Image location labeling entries

--- begin ---

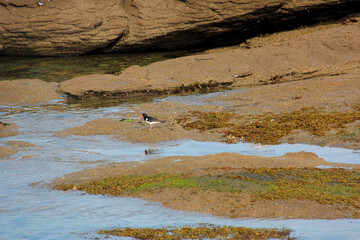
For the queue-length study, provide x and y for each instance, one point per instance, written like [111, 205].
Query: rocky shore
[315, 68]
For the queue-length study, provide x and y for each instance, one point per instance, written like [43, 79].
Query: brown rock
[64, 27]
[59, 27]
[329, 52]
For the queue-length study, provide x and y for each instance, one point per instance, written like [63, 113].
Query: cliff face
[64, 27]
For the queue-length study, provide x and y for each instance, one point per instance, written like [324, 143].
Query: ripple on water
[28, 212]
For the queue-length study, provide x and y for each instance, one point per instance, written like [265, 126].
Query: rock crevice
[64, 27]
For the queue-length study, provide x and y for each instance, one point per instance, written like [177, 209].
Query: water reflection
[28, 212]
[58, 69]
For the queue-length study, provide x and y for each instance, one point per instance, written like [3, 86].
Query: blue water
[33, 212]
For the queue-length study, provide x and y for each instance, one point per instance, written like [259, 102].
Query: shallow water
[32, 212]
[58, 69]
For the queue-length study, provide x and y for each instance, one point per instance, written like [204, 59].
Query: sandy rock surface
[64, 27]
[329, 52]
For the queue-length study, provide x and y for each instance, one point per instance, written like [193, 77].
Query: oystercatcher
[150, 120]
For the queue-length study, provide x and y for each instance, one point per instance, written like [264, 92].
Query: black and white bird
[150, 120]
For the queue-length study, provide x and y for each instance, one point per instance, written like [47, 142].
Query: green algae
[130, 184]
[269, 128]
[202, 231]
[325, 186]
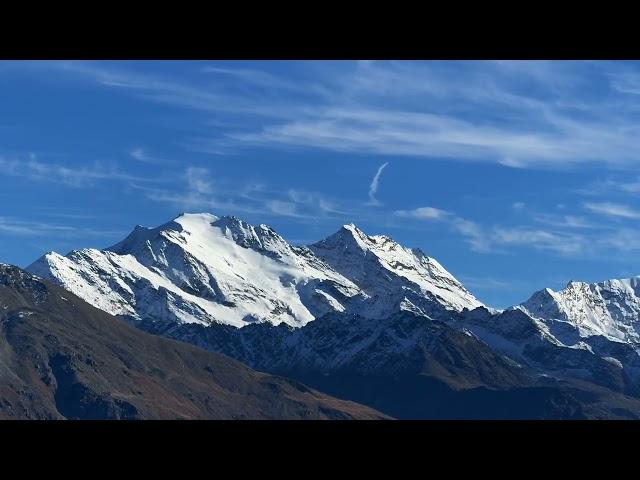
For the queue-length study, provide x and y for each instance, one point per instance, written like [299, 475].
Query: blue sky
[514, 175]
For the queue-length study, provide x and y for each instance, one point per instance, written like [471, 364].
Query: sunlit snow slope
[200, 268]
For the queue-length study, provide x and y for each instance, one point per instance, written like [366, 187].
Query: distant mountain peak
[203, 268]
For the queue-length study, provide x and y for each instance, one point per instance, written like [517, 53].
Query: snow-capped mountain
[610, 309]
[199, 268]
[395, 277]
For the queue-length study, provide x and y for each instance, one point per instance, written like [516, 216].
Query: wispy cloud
[518, 114]
[13, 226]
[140, 154]
[199, 191]
[613, 210]
[375, 182]
[72, 175]
[490, 239]
[423, 213]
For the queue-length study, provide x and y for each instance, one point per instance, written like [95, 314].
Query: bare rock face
[62, 358]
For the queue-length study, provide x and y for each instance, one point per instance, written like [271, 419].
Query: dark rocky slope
[62, 358]
[408, 367]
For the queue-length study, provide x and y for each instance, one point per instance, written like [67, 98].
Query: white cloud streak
[375, 182]
[613, 210]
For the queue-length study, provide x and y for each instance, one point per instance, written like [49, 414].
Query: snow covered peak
[203, 268]
[610, 308]
[380, 266]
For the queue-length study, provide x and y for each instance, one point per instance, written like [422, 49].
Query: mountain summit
[200, 268]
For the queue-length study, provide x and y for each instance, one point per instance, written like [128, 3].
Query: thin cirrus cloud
[74, 176]
[542, 114]
[199, 191]
[613, 210]
[13, 226]
[494, 239]
[375, 183]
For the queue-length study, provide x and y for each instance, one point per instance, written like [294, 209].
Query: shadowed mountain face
[408, 367]
[62, 358]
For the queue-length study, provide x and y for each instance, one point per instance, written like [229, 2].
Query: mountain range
[62, 358]
[365, 318]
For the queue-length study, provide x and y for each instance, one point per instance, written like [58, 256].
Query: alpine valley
[361, 318]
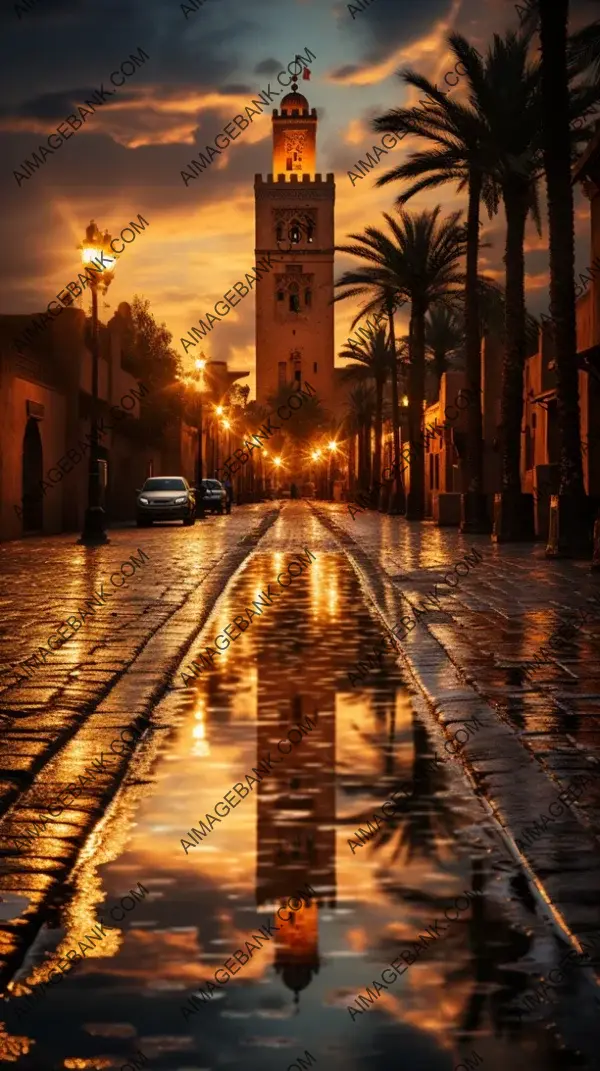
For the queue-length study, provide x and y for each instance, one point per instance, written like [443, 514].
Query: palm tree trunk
[378, 433]
[514, 344]
[474, 508]
[416, 498]
[554, 16]
[396, 498]
[361, 458]
[368, 453]
[439, 366]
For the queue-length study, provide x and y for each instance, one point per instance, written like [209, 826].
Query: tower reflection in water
[296, 816]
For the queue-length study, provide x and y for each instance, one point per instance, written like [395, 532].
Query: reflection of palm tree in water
[421, 825]
[423, 819]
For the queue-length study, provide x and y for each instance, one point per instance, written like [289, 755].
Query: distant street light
[95, 251]
[196, 381]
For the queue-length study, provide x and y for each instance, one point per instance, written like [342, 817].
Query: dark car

--- end ---

> [Problem details]: Omit the pictures and print again exactly the lines from the one with "like [128, 3]." through the final line of the entries, both ends included.

> [Task output]:
For the queue-length study, provide x and y for each instance, one point per instance, written like [128, 3].
Query: thin cirrus cloud
[74, 176]
[542, 114]
[199, 191]
[613, 210]
[13, 226]
[494, 239]
[375, 183]
For the queue-length study, provide x and y for each instance, one point per instance, written like [294, 209].
Query: shadowed mountain face
[408, 367]
[62, 358]
For the queue-length study, provide x and y for each instance, one point per instance, written like [229, 2].
Query: mountain range
[62, 358]
[365, 318]
For the queue-length study, provide x and y for each instance, one point per instance, written like [58, 256].
Query: alpine valley
[361, 318]
For the queue-length study, provide x and y for each instance, one point per instance, written like [443, 514].
Query: palm tree trunk
[378, 433]
[514, 344]
[474, 508]
[416, 498]
[554, 16]
[396, 498]
[361, 458]
[368, 453]
[439, 366]
For the queue-length study, provide x and y for each instance, one point per instance, written like [209, 826].
Query: tower reflection in water
[296, 816]
For the queue-length study, provide x and y for each instance, one point per instance, written like [395, 532].
Query: reflection of palm tree in water
[421, 825]
[423, 819]
For the queue-length study, provide x and y for each instance, one point per instance, written like [289, 755].
Query: distant street light
[95, 251]
[196, 381]
For the queue-length study, provide x and y for each instance, one point per instance, written like [342, 817].
Query: dark car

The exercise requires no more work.